What you need to do |
a – State whether each statement agrees with the text below. Answer yes or no for each, and quote the deciding words of the text. (i) The writer's mother cast out the writer's father when the writer was 13. (ii) The writer turned 18 in 1991. (iii) The writer's first book is titled Pushing Rubber Downhill.
b – Return, verbatim, the stretch of the text below from "Which is why" through "their present circumstances.".

Text |
I was a broken adult boy. My mother cast out my father from the family home when I was only 13 and then spent the next 5 years demonising him to my brother and me. I have written about this in detail. But when I turned 18 back in 1989 I had a choice: I could remain a victim and blame the world for my ills or I could make something of myself. I chose the latter option and my first book Pushing Rubber Downhill is the story of that journey and the obstacles that I faced.

Which is why I have no time for adult boys who only seek to whinge and moan about how hard done by they are. By their acts they remain powerless. They willingly give away their personal power so that they may luxuriate in self pity. It is behavior entirely unbecoming a man which is one of the reasons that they were never men to begin with.

Do not listen to such people. They only seek justification for their misery and abdication from the responsibility of their present circumstances.

I went from blue pill beta to red pill alpha when such terminology didn’t even exist. I slept with scores of women. I had terrible relationships where I repeatedly made hideous and awful decisions. But the one thing that I always did was to take responsibility for my lot in life. And as a consequence I slowly learnt.

Point localization data:
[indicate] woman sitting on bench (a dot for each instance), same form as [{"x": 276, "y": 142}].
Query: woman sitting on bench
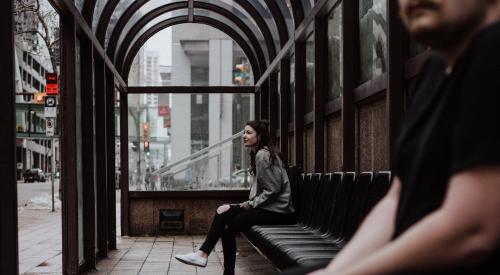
[{"x": 270, "y": 200}]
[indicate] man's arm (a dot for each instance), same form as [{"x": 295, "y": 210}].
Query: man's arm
[
  {"x": 462, "y": 232},
  {"x": 375, "y": 231}
]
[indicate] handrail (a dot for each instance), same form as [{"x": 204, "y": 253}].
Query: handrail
[{"x": 195, "y": 155}]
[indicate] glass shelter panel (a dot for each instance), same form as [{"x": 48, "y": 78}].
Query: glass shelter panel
[
  {"x": 120, "y": 8},
  {"x": 98, "y": 9},
  {"x": 190, "y": 55},
  {"x": 144, "y": 10},
  {"x": 309, "y": 73},
  {"x": 415, "y": 48},
  {"x": 335, "y": 53},
  {"x": 79, "y": 158},
  {"x": 372, "y": 38},
  {"x": 291, "y": 97},
  {"x": 188, "y": 141},
  {"x": 148, "y": 26}
]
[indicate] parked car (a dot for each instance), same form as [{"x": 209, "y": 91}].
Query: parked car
[
  {"x": 237, "y": 178},
  {"x": 34, "y": 174}
]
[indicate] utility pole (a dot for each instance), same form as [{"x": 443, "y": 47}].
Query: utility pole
[{"x": 52, "y": 168}]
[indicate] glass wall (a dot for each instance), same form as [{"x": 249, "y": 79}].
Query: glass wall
[
  {"x": 190, "y": 55},
  {"x": 415, "y": 48},
  {"x": 372, "y": 38},
  {"x": 79, "y": 161},
  {"x": 188, "y": 141},
  {"x": 291, "y": 97},
  {"x": 309, "y": 73},
  {"x": 335, "y": 53}
]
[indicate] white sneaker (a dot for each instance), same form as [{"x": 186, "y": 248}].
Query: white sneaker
[{"x": 192, "y": 259}]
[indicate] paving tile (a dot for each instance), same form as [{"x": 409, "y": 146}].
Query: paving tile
[{"x": 134, "y": 255}]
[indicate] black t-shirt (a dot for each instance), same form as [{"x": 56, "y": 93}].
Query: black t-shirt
[{"x": 451, "y": 126}]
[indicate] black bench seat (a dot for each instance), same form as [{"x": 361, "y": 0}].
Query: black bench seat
[{"x": 332, "y": 205}]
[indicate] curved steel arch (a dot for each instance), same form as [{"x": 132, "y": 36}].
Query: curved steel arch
[
  {"x": 266, "y": 32},
  {"x": 105, "y": 18},
  {"x": 279, "y": 20},
  {"x": 298, "y": 12},
  {"x": 122, "y": 51},
  {"x": 236, "y": 20},
  {"x": 184, "y": 19},
  {"x": 120, "y": 24},
  {"x": 88, "y": 10},
  {"x": 122, "y": 21}
]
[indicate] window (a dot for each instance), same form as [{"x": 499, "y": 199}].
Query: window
[
  {"x": 372, "y": 38},
  {"x": 309, "y": 72},
  {"x": 335, "y": 53},
  {"x": 291, "y": 97}
]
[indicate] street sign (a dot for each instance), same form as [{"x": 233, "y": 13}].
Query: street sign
[
  {"x": 50, "y": 112},
  {"x": 49, "y": 127},
  {"x": 51, "y": 87},
  {"x": 50, "y": 101}
]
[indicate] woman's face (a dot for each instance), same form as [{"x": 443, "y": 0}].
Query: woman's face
[{"x": 249, "y": 137}]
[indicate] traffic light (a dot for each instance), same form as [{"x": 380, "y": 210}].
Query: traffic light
[
  {"x": 135, "y": 146},
  {"x": 51, "y": 87},
  {"x": 39, "y": 98},
  {"x": 145, "y": 128},
  {"x": 240, "y": 74}
]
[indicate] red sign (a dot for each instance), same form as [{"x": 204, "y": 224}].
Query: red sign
[
  {"x": 166, "y": 122},
  {"x": 163, "y": 111},
  {"x": 52, "y": 88}
]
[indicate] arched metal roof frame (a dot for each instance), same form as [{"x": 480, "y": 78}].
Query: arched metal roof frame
[
  {"x": 241, "y": 24},
  {"x": 116, "y": 51},
  {"x": 260, "y": 22},
  {"x": 105, "y": 17},
  {"x": 248, "y": 29},
  {"x": 279, "y": 20},
  {"x": 110, "y": 6},
  {"x": 88, "y": 10},
  {"x": 268, "y": 39},
  {"x": 122, "y": 49},
  {"x": 242, "y": 40},
  {"x": 120, "y": 25},
  {"x": 126, "y": 65}
]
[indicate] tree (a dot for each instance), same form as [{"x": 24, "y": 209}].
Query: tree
[{"x": 37, "y": 20}]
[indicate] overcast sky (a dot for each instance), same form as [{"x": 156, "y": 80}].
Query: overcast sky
[{"x": 162, "y": 42}]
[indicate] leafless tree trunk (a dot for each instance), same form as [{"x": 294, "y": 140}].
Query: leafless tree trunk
[{"x": 45, "y": 25}]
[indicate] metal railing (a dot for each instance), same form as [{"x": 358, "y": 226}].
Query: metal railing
[{"x": 220, "y": 166}]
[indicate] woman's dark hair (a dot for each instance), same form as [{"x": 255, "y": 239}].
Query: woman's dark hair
[{"x": 261, "y": 127}]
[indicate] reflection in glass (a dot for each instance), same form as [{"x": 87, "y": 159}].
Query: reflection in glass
[
  {"x": 188, "y": 141},
  {"x": 120, "y": 8},
  {"x": 79, "y": 157},
  {"x": 335, "y": 53},
  {"x": 278, "y": 97},
  {"x": 372, "y": 38},
  {"x": 291, "y": 97},
  {"x": 200, "y": 56},
  {"x": 415, "y": 48},
  {"x": 98, "y": 9},
  {"x": 79, "y": 4},
  {"x": 309, "y": 73}
]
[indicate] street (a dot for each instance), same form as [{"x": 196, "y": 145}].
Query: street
[{"x": 37, "y": 192}]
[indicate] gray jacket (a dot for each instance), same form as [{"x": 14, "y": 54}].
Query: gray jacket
[{"x": 271, "y": 187}]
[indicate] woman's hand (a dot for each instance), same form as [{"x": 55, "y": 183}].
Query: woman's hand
[
  {"x": 223, "y": 208},
  {"x": 244, "y": 205}
]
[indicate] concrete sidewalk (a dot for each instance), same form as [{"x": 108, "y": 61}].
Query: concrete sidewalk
[
  {"x": 40, "y": 251},
  {"x": 40, "y": 244}
]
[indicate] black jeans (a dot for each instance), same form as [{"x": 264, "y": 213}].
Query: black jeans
[
  {"x": 302, "y": 270},
  {"x": 235, "y": 220}
]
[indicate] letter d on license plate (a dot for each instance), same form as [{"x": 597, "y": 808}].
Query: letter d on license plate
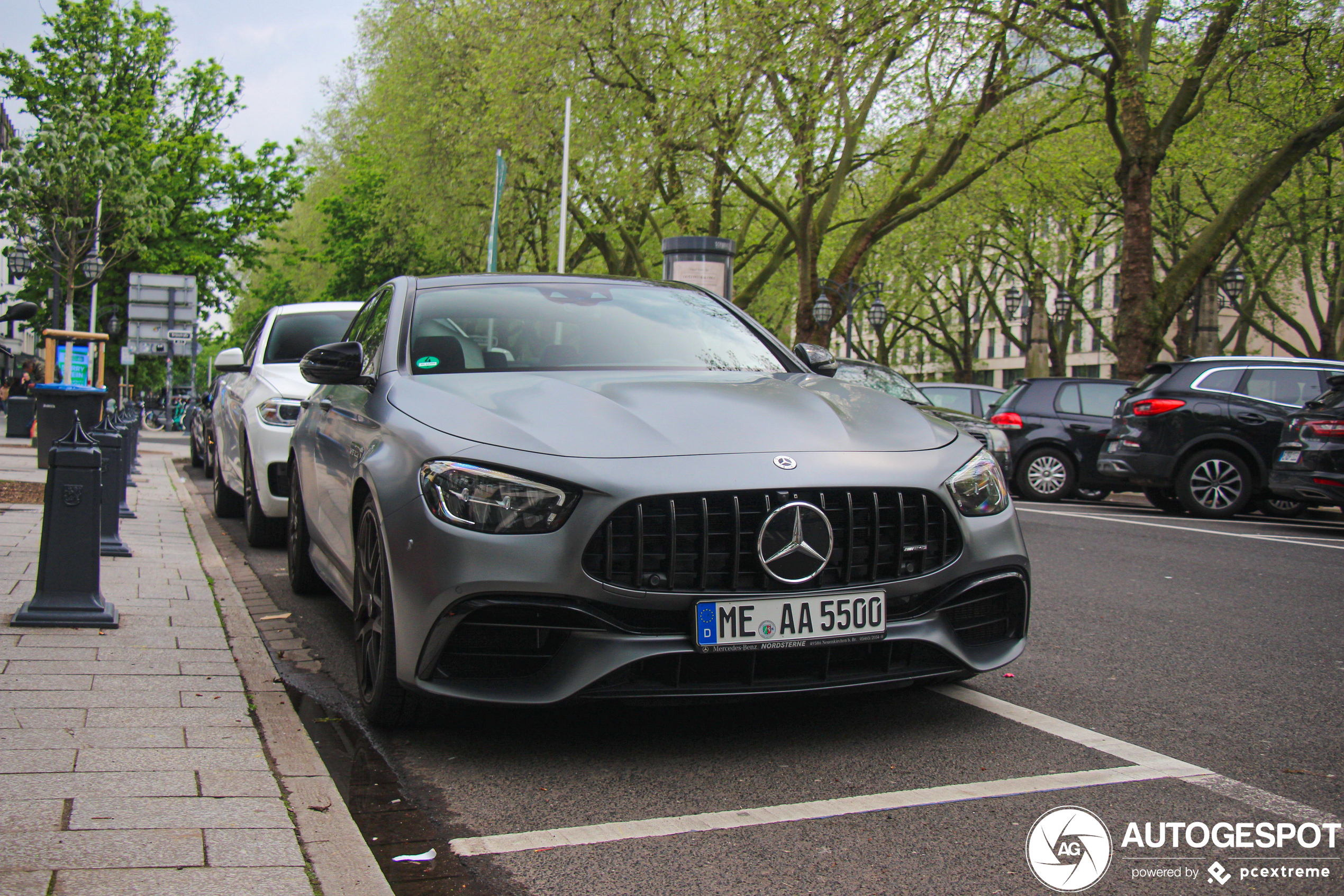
[{"x": 773, "y": 624}]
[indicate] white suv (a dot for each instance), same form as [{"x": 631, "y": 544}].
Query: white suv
[{"x": 258, "y": 407}]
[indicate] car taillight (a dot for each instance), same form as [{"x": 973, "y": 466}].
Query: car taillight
[
  {"x": 1330, "y": 429},
  {"x": 1151, "y": 406}
]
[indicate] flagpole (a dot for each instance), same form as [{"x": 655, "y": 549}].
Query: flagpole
[{"x": 565, "y": 188}]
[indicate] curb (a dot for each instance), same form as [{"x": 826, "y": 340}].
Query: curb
[{"x": 339, "y": 855}]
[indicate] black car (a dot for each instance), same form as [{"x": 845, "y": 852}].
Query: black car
[
  {"x": 967, "y": 398},
  {"x": 1310, "y": 461},
  {"x": 1202, "y": 436},
  {"x": 1057, "y": 427},
  {"x": 203, "y": 429},
  {"x": 885, "y": 379}
]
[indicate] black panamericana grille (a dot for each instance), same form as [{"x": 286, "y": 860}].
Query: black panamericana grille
[{"x": 709, "y": 542}]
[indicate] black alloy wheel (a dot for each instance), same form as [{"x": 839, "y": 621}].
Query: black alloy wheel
[
  {"x": 384, "y": 700},
  {"x": 1281, "y": 508},
  {"x": 262, "y": 531},
  {"x": 303, "y": 577},
  {"x": 1214, "y": 484},
  {"x": 1164, "y": 500},
  {"x": 229, "y": 504},
  {"x": 1046, "y": 476}
]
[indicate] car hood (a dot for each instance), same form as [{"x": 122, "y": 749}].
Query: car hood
[
  {"x": 285, "y": 381},
  {"x": 651, "y": 414},
  {"x": 956, "y": 418}
]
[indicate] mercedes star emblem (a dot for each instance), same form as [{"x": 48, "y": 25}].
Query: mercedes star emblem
[{"x": 795, "y": 543}]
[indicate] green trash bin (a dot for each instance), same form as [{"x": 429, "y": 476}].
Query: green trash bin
[{"x": 57, "y": 407}]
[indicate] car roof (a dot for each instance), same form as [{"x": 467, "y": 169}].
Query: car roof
[
  {"x": 476, "y": 280},
  {"x": 299, "y": 308}
]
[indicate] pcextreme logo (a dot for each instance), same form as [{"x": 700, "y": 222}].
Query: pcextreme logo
[{"x": 1069, "y": 849}]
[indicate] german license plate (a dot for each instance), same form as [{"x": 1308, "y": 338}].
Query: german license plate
[{"x": 773, "y": 624}]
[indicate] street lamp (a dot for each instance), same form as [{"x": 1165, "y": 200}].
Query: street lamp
[
  {"x": 877, "y": 315},
  {"x": 21, "y": 262},
  {"x": 92, "y": 267},
  {"x": 1234, "y": 281},
  {"x": 822, "y": 310}
]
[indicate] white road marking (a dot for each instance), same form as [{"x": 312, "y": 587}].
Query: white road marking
[
  {"x": 1277, "y": 539},
  {"x": 1147, "y": 758},
  {"x": 795, "y": 812},
  {"x": 1148, "y": 766}
]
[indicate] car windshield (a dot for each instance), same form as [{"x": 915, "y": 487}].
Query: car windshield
[
  {"x": 882, "y": 379},
  {"x": 546, "y": 327},
  {"x": 292, "y": 336}
]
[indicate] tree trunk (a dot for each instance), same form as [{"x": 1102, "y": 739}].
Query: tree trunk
[{"x": 1138, "y": 335}]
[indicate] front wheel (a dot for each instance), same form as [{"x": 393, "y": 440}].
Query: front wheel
[
  {"x": 1046, "y": 476},
  {"x": 382, "y": 698},
  {"x": 1214, "y": 484}
]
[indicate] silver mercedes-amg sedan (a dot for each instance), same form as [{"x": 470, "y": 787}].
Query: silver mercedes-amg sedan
[{"x": 542, "y": 488}]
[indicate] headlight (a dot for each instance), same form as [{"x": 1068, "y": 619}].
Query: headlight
[
  {"x": 279, "y": 412},
  {"x": 475, "y": 497},
  {"x": 979, "y": 488}
]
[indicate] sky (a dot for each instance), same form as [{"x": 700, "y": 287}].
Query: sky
[{"x": 283, "y": 49}]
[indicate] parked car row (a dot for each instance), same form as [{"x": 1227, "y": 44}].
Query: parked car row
[{"x": 541, "y": 488}]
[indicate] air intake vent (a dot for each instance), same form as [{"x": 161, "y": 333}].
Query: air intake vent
[{"x": 709, "y": 542}]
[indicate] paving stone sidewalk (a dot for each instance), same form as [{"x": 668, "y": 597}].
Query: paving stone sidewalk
[{"x": 130, "y": 760}]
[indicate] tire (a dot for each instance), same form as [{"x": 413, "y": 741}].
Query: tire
[
  {"x": 1046, "y": 476},
  {"x": 303, "y": 577},
  {"x": 1281, "y": 508},
  {"x": 1164, "y": 500},
  {"x": 262, "y": 531},
  {"x": 381, "y": 696},
  {"x": 229, "y": 504},
  {"x": 1214, "y": 486}
]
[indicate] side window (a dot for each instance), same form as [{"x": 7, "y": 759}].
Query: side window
[
  {"x": 370, "y": 328},
  {"x": 1222, "y": 381},
  {"x": 1292, "y": 387},
  {"x": 1098, "y": 399},
  {"x": 250, "y": 345},
  {"x": 1068, "y": 399}
]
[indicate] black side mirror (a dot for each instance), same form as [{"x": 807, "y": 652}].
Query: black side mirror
[
  {"x": 816, "y": 359},
  {"x": 335, "y": 364},
  {"x": 19, "y": 312}
]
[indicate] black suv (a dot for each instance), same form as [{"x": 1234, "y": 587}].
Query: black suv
[
  {"x": 1057, "y": 427},
  {"x": 1310, "y": 461},
  {"x": 1201, "y": 436}
]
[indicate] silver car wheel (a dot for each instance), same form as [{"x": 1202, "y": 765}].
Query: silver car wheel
[
  {"x": 1215, "y": 484},
  {"x": 1047, "y": 474}
]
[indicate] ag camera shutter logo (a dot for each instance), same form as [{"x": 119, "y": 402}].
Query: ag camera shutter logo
[{"x": 1069, "y": 849}]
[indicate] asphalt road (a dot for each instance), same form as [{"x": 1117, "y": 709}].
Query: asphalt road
[{"x": 1214, "y": 644}]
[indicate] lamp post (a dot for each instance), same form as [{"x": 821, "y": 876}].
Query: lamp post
[{"x": 850, "y": 292}]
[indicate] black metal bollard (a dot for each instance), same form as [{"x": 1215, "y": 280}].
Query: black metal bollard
[
  {"x": 124, "y": 472},
  {"x": 113, "y": 484},
  {"x": 68, "y": 593}
]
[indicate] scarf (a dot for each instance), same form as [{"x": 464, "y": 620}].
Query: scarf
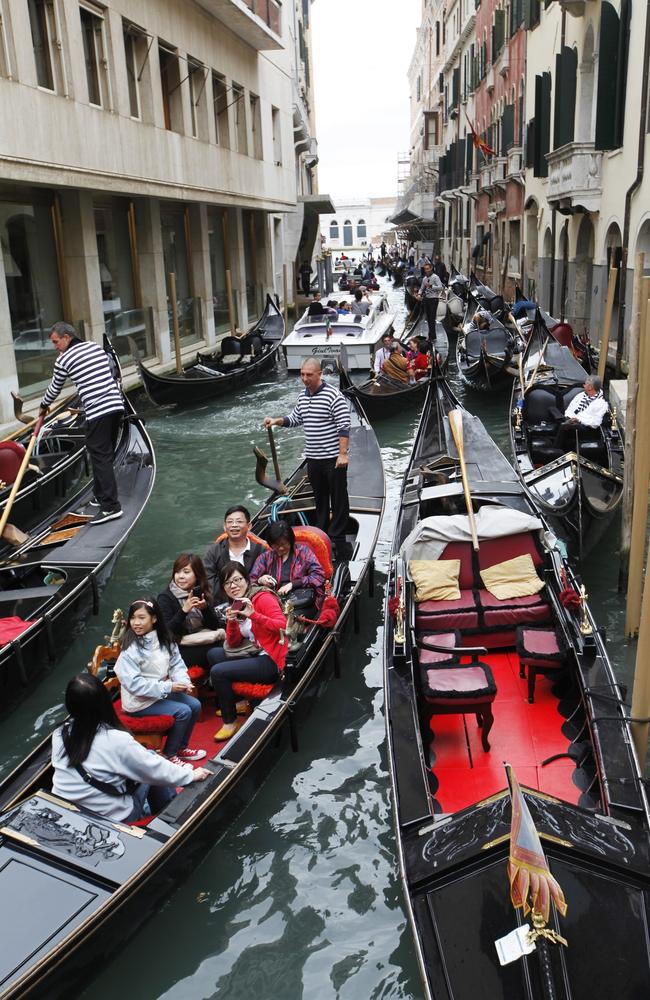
[{"x": 193, "y": 618}]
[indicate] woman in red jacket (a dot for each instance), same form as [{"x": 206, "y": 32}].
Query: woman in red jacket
[{"x": 254, "y": 617}]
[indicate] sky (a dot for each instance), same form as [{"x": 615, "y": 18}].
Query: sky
[{"x": 361, "y": 52}]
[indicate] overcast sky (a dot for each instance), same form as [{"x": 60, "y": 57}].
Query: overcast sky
[{"x": 361, "y": 53}]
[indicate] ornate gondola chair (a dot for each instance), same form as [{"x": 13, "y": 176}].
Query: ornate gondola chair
[
  {"x": 149, "y": 730},
  {"x": 450, "y": 687},
  {"x": 542, "y": 651}
]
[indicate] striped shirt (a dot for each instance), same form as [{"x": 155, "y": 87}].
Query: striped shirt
[
  {"x": 87, "y": 365},
  {"x": 325, "y": 416}
]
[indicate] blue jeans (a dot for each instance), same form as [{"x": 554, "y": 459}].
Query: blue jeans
[
  {"x": 185, "y": 710},
  {"x": 253, "y": 669}
]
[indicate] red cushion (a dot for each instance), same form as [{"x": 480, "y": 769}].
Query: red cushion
[
  {"x": 495, "y": 550},
  {"x": 462, "y": 551},
  {"x": 143, "y": 724},
  {"x": 254, "y": 691}
]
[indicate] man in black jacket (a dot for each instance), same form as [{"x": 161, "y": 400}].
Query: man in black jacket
[{"x": 239, "y": 544}]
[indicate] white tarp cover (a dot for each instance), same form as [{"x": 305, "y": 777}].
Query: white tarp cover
[{"x": 429, "y": 538}]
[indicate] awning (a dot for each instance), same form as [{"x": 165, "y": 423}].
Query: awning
[{"x": 320, "y": 203}]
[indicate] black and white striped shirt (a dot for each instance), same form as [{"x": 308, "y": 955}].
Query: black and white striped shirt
[
  {"x": 86, "y": 364},
  {"x": 325, "y": 416}
]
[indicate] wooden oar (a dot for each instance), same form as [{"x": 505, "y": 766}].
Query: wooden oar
[
  {"x": 9, "y": 532},
  {"x": 456, "y": 425}
]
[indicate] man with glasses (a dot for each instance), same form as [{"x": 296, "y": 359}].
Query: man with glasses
[{"x": 237, "y": 543}]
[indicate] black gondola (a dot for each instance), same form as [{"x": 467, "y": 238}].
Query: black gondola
[
  {"x": 381, "y": 396},
  {"x": 580, "y": 490},
  {"x": 571, "y": 746},
  {"x": 95, "y": 881},
  {"x": 240, "y": 362},
  {"x": 54, "y": 580}
]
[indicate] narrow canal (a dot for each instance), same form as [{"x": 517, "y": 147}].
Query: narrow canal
[{"x": 301, "y": 898}]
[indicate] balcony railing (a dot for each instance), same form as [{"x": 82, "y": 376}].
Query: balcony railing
[{"x": 575, "y": 176}]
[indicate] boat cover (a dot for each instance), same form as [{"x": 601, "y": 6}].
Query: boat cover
[{"x": 432, "y": 534}]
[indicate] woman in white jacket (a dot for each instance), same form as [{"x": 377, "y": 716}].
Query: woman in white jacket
[
  {"x": 98, "y": 764},
  {"x": 154, "y": 679}
]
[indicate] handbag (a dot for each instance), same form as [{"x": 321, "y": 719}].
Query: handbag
[{"x": 204, "y": 637}]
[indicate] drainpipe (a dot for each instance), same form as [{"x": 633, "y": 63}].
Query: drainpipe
[{"x": 630, "y": 192}]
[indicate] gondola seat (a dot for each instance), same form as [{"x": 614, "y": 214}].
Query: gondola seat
[
  {"x": 540, "y": 650},
  {"x": 462, "y": 689}
]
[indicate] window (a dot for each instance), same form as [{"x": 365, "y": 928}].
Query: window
[
  {"x": 197, "y": 76},
  {"x": 94, "y": 44},
  {"x": 239, "y": 108},
  {"x": 170, "y": 83},
  {"x": 256, "y": 126},
  {"x": 277, "y": 136},
  {"x": 44, "y": 24},
  {"x": 220, "y": 105}
]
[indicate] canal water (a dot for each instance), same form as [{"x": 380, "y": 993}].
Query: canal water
[{"x": 301, "y": 898}]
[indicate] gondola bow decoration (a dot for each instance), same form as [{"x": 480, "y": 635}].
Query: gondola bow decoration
[{"x": 528, "y": 869}]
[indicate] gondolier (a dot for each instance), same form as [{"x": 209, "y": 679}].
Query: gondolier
[
  {"x": 431, "y": 288},
  {"x": 87, "y": 365},
  {"x": 324, "y": 414}
]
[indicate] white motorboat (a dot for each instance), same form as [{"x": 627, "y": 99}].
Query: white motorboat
[{"x": 323, "y": 336}]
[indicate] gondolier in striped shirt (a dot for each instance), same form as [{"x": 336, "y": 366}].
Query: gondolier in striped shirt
[
  {"x": 87, "y": 366},
  {"x": 324, "y": 413}
]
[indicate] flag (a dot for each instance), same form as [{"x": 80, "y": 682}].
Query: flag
[
  {"x": 528, "y": 869},
  {"x": 479, "y": 143}
]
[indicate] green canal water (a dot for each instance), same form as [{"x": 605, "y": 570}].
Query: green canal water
[{"x": 301, "y": 898}]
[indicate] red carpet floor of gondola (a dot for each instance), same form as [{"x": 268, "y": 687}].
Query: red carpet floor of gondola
[{"x": 523, "y": 735}]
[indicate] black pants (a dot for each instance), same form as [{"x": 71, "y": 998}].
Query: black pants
[
  {"x": 101, "y": 438},
  {"x": 330, "y": 486},
  {"x": 431, "y": 311}
]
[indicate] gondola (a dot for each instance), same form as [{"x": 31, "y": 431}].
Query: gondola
[
  {"x": 52, "y": 582},
  {"x": 57, "y": 463},
  {"x": 240, "y": 362},
  {"x": 381, "y": 396},
  {"x": 579, "y": 490},
  {"x": 95, "y": 881},
  {"x": 453, "y": 663}
]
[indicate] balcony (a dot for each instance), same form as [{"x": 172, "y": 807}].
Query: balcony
[
  {"x": 575, "y": 177},
  {"x": 256, "y": 22}
]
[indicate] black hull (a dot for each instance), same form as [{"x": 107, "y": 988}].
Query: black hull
[
  {"x": 454, "y": 866},
  {"x": 194, "y": 386},
  {"x": 123, "y": 891}
]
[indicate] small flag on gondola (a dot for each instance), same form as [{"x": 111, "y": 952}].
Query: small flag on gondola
[
  {"x": 528, "y": 869},
  {"x": 479, "y": 143}
]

Answers |
a –
(i) Yes: "My mother cast out my father from the family home when I was only 13"
(ii) No: "when I turned 18 back in 1989"
(iii) Yes: "my first book Pushing Rubber Downhill is the story of that journey"

b –
Which is why I have no time for adult boys who only seek to whinge and moan about how hard done by they are. By their acts they remain powerless. They willingly give away their personal power so that they may luxuriate in self pity. It is behavior entirely unbecoming a man which is one of the reasons that they were never men to begin with.

Do not listen to such people. They only seek justification for their misery and abdication from the responsibility of their present circumstances.